> **Recorded information**:

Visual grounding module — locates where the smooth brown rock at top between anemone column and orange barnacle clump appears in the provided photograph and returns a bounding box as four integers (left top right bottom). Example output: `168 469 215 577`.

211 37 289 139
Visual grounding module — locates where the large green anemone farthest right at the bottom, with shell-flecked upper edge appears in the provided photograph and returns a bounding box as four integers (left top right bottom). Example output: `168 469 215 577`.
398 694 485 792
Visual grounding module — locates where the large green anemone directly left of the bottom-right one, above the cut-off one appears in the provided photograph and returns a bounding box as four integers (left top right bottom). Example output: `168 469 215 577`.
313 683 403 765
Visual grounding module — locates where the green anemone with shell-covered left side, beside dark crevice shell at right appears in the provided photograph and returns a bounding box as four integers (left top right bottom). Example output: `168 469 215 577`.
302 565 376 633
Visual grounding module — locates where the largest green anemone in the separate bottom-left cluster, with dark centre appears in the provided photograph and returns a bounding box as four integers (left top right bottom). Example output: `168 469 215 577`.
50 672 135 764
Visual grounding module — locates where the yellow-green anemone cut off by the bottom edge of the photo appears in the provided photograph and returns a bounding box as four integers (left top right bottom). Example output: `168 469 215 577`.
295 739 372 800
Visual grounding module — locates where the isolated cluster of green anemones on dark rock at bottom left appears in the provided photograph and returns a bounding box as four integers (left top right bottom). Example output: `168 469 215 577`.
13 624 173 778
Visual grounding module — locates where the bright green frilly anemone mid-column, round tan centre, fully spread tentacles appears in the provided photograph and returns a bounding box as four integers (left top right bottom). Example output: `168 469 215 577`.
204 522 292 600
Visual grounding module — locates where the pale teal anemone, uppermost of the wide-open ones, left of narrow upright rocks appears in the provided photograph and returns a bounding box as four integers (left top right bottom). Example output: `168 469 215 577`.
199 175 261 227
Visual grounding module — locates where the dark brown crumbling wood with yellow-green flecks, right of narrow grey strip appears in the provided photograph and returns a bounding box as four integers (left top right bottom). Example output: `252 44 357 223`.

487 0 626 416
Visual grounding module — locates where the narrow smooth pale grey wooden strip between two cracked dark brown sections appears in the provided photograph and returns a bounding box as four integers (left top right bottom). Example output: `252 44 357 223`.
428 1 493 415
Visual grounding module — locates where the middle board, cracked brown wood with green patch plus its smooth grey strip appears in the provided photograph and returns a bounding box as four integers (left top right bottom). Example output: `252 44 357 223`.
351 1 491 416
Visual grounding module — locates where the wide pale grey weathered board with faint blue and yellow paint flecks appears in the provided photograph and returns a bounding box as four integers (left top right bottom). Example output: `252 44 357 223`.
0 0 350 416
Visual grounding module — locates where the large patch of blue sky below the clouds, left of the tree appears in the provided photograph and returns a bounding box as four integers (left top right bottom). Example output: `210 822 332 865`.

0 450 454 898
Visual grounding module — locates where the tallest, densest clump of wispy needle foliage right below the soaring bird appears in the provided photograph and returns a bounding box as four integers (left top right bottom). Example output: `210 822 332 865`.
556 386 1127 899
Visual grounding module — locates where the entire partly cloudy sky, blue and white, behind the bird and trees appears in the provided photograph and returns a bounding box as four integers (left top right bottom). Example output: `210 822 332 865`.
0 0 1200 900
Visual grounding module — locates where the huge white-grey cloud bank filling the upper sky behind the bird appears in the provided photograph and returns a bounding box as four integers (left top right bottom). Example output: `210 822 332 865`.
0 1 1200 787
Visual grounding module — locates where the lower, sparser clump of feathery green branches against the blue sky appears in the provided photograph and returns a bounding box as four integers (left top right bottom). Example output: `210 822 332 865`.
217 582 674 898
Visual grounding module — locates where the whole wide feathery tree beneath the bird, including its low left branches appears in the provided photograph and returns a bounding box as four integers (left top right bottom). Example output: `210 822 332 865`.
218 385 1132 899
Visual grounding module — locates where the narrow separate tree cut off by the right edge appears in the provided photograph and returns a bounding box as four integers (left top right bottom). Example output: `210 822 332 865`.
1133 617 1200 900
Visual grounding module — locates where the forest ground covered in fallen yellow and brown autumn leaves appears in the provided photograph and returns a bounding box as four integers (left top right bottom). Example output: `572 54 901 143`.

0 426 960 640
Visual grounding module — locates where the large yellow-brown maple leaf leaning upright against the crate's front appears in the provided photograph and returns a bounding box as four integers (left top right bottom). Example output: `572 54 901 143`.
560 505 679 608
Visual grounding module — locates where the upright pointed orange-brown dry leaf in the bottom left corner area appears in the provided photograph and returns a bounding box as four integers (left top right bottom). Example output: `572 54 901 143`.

> **What to produce**: Please set down the whole listing above without altering a single line.

> **Result of this exercise**:
Visual grounding module — locates where the smooth brown rock at top between anemone column and orange barnacle clump appears in the provided photograph and returns a bounding box as four integers (left top right bottom). Example output: `168 469 215 577`.

211 37 289 139
Visual grounding module — locates where the large green anemone farthest right at the bottom, with shell-flecked upper edge appears in the provided photograph and returns a bounding box as four integers (left top right bottom). Example output: `168 469 215 577`.
398 694 485 792
Visual grounding module — locates where the large green anemone directly left of the bottom-right one, above the cut-off one appears in the provided photograph and returns a bounding box as four integers (left top right bottom). Example output: `168 469 215 577`.
313 683 403 765
Visual grounding module — locates where the green anemone with shell-covered left side, beside dark crevice shell at right appears in the provided photograph and returns a bounding box as four integers (left top right bottom). Example output: `168 469 215 577`.
302 565 376 633
Visual grounding module — locates where the largest green anemone in the separate bottom-left cluster, with dark centre appears in the provided photograph and returns a bounding box as four integers (left top right bottom). Example output: `168 469 215 577`.
50 672 135 764
Visual grounding module — locates where the yellow-green anemone cut off by the bottom edge of the photo appears in the provided photograph and returns a bounding box as four integers (left top right bottom). Example output: `168 469 215 577`.
295 739 372 800
Visual grounding module — locates where the isolated cluster of green anemones on dark rock at bottom left appears in the provided photograph and returns a bounding box as four integers (left top right bottom). Example output: `168 469 215 577`.
13 624 173 778
Visual grounding module — locates where the bright green frilly anemone mid-column, round tan centre, fully spread tentacles appears in the provided photograph and returns a bounding box as four integers (left top right bottom). Example output: `168 469 215 577`.
204 522 292 600
Visual grounding module — locates where the pale teal anemone, uppermost of the wide-open ones, left of narrow upright rocks appears in the provided photograph and returns a bounding box as four integers (left top right bottom). Example output: `168 469 215 577`.
199 175 261 227
Visual grounding module — locates where the dark brown crumbling wood with yellow-green flecks, right of narrow grey strip appears in the provided photograph and returns a bounding box as four integers (left top right bottom). Example output: `252 44 357 223`.

487 0 626 416
Visual grounding module — locates where the narrow smooth pale grey wooden strip between two cracked dark brown sections appears in the provided photograph and returns a bounding box as four integers (left top right bottom). Example output: `252 44 357 223`.
428 1 493 415
Visual grounding module — locates where the middle board, cracked brown wood with green patch plus its smooth grey strip appears in the provided photograph and returns a bounding box as four integers (left top right bottom). Example output: `252 44 357 223`.
351 1 491 416
Visual grounding module — locates where the wide pale grey weathered board with faint blue and yellow paint flecks appears in the provided photograph and returns a bounding box as four integers (left top right bottom). Example output: `252 44 357 223`.
0 0 350 416
Visual grounding module — locates where the large patch of blue sky below the clouds, left of the tree appears in the provided photograph and returns a bounding box as four integers (left top right bottom). Example output: `210 822 332 865`.

0 450 454 898
Visual grounding module — locates where the tallest, densest clump of wispy needle foliage right below the soaring bird appears in the provided photograph and returns a bounding box as four integers (left top right bottom). Example output: `210 822 332 865`.
556 386 1127 899
Visual grounding module — locates where the entire partly cloudy sky, blue and white, behind the bird and trees appears in the provided photograph and returns a bounding box as four integers (left top right bottom). Example output: `210 822 332 865`.
0 0 1200 900
Visual grounding module — locates where the huge white-grey cloud bank filling the upper sky behind the bird appears in the provided photograph and returns a bounding box as four integers (left top right bottom). Example output: `210 822 332 865`.
0 1 1200 787
Visual grounding module — locates where the lower, sparser clump of feathery green branches against the blue sky appears in the provided photograph and returns a bounding box as four integers (left top right bottom). Example output: `210 822 332 865`.
217 582 674 898
Visual grounding module — locates where the whole wide feathery tree beneath the bird, including its low left branches appears in the provided photograph and returns a bounding box as four integers (left top right bottom). Example output: `210 822 332 865`.
218 385 1132 899
Visual grounding module — locates where the narrow separate tree cut off by the right edge appears in the provided photograph and returns a bounding box as four integers (left top right bottom). Example output: `210 822 332 865`.
1133 617 1200 900
Visual grounding module — locates where the forest ground covered in fallen yellow and brown autumn leaves appears in the provided photograph and returns a bounding box as four integers (left top right bottom). Example output: `572 54 901 143`.

0 426 960 640
Visual grounding module — locates where the large yellow-brown maple leaf leaning upright against the crate's front appears in the provided photograph and returns a bounding box as four integers (left top right bottom). Example output: `572 54 901 143`.
560 505 679 608
Visual grounding module — locates where the upright pointed orange-brown dry leaf in the bottom left corner area appears in the provided photograph and returns a bounding box as four integers (left top right bottom). Example output: `572 54 901 143`.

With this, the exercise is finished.